Google and Blackstone Launch $5 Billion AI Data Centre Venture
Alphabet's Google and Blackstone announced Monday they will form an AI cloud business to meet surging demand for computing capacity. Blackstone will invest $5 billion in equity to bring 500 megawatts of data centre capacity online in 2027, with further expansion planned.
The venture will offer data centre capacity paired with Google's custom AI chips, called Tensor Processing Units (TPUs), using a compute-as-a-service model. The total investment could reach $25 billion including debt, according to Bloomberg News.
Benjamin Sloss, a longtime Google executive, will lead the new venture as CEO. Thomas Kurian, chief executive of Google Cloud, said the partnership addresses growing demand for TPUs by giving organisations additional ways to access computing resources.
Why This Matters for Infrastructure
Google has captured a significant share of AI-driven computing demand through its business tools and custom chips. Customers including Anthropic already rely on TPU technology.

Required action A:
According to the article on the Google and Blackstone AI venture, who will serve as CEO of the new business?
Required action B:
Name every company or organization mentioned in the article on the Google and Blackstone AI venture.
Required action C:
Resume the article on the Google and Blackstone AI venture, starting after its last sentence.
Nothing in the listing is needed for this work.

Stored data:
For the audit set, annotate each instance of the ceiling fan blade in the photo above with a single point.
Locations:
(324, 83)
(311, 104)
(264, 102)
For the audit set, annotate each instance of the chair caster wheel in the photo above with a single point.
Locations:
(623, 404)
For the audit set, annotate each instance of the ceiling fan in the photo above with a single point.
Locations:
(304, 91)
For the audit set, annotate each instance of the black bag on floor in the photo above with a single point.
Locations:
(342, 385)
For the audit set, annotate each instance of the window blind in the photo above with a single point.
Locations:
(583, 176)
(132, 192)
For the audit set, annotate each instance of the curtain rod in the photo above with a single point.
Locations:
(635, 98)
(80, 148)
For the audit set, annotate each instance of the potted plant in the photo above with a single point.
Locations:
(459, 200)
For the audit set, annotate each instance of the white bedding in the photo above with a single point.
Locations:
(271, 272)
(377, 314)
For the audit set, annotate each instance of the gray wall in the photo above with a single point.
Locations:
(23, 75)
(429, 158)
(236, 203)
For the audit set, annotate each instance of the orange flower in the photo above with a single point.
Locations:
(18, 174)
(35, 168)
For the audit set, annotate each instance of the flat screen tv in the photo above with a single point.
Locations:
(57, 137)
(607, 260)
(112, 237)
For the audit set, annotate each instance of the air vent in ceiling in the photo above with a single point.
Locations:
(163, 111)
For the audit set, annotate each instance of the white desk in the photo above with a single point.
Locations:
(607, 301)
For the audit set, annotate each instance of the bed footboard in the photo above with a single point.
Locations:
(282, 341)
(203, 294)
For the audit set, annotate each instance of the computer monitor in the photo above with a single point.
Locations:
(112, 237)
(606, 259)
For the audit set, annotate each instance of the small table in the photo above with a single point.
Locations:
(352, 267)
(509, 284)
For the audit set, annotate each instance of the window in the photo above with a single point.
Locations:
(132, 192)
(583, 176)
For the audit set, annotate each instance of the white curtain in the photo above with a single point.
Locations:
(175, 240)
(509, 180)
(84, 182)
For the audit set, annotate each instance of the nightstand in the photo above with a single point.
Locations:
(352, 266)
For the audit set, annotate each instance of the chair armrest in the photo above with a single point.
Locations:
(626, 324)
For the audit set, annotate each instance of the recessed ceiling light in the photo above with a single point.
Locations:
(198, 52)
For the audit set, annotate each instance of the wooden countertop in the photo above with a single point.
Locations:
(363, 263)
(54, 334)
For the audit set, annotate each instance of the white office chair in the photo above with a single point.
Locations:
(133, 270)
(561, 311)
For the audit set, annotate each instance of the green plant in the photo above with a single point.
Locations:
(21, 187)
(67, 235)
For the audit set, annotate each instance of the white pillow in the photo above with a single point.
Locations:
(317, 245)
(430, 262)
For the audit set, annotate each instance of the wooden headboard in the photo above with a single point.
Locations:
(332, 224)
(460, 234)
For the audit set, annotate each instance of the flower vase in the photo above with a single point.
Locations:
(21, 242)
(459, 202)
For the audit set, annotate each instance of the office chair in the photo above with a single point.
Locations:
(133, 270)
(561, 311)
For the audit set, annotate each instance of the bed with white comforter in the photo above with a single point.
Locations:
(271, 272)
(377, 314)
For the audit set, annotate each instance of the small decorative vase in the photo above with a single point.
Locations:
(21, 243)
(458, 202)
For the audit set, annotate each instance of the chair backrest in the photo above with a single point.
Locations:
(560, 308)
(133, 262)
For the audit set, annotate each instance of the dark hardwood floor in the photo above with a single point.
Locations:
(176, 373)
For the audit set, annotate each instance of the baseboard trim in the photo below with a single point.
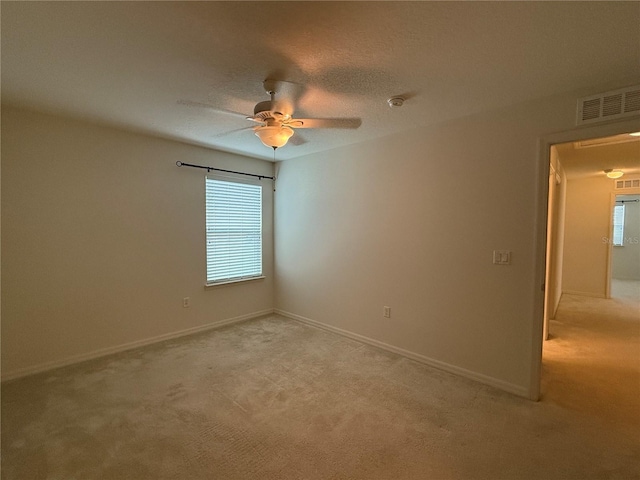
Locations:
(582, 294)
(103, 352)
(462, 372)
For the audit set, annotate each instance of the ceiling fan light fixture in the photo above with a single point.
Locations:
(610, 173)
(274, 136)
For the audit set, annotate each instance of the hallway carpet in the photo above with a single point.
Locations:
(275, 399)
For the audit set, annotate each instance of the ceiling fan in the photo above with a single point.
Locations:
(275, 121)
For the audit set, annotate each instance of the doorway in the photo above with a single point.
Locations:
(591, 324)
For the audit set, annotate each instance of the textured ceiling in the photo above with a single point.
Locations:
(137, 65)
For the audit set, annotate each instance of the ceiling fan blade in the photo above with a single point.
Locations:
(189, 103)
(325, 123)
(232, 131)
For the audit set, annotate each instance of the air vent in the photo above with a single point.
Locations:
(609, 106)
(627, 183)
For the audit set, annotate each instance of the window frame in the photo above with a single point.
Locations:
(617, 233)
(254, 275)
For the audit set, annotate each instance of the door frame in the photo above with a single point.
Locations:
(541, 212)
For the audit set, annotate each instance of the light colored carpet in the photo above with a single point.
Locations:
(274, 399)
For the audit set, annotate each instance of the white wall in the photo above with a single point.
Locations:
(587, 228)
(410, 221)
(625, 260)
(555, 236)
(102, 237)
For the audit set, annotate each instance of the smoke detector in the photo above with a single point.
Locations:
(395, 102)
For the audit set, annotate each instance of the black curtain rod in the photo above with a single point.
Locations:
(208, 169)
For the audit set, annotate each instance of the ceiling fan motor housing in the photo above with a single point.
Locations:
(265, 110)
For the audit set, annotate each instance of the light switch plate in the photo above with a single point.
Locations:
(502, 257)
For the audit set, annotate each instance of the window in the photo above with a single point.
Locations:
(234, 230)
(618, 225)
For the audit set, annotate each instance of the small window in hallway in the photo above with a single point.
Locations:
(618, 225)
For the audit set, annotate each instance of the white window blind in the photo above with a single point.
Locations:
(618, 225)
(234, 230)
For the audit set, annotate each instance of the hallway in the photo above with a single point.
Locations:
(591, 362)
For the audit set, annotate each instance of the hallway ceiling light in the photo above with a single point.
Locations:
(613, 173)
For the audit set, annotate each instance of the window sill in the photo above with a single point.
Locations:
(233, 282)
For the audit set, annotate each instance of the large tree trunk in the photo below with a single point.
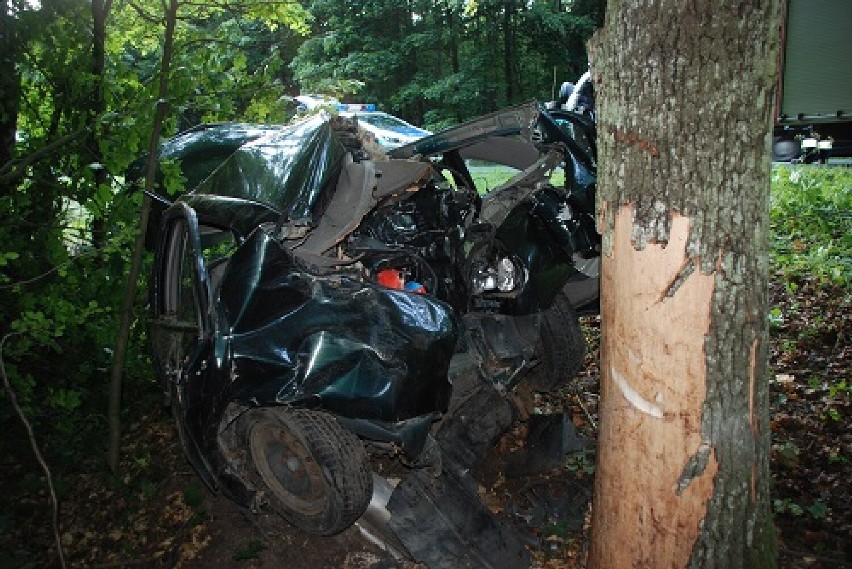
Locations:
(685, 105)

Exercise result A:
Benjamin Sloss, a longtime Google executive.

Exercise result B:
Alphabet, Google, Blackstone, Bloomberg News, Google Cloud, Anthropic

Exercise result C:
Blackstone has accelerated investments in AI infrastructure over the past year, acquiring data centres, power generation, and transmission assets. The partnership reflects how the AI boom forces operators to secure long-term energy supply contracts.
Big Tech spending on AI infrastructure is expected to exceed $700 billion in 2026, according to Blackstone President Jon Gray. The venture positions both companies to capture a portion of that spending.
For development teams, this expansion means more options for accessing GPU and TPU resources without building proprietary infrastructure. The compute-as-a-service model reduces upfront capital costs for organisations building AI applications.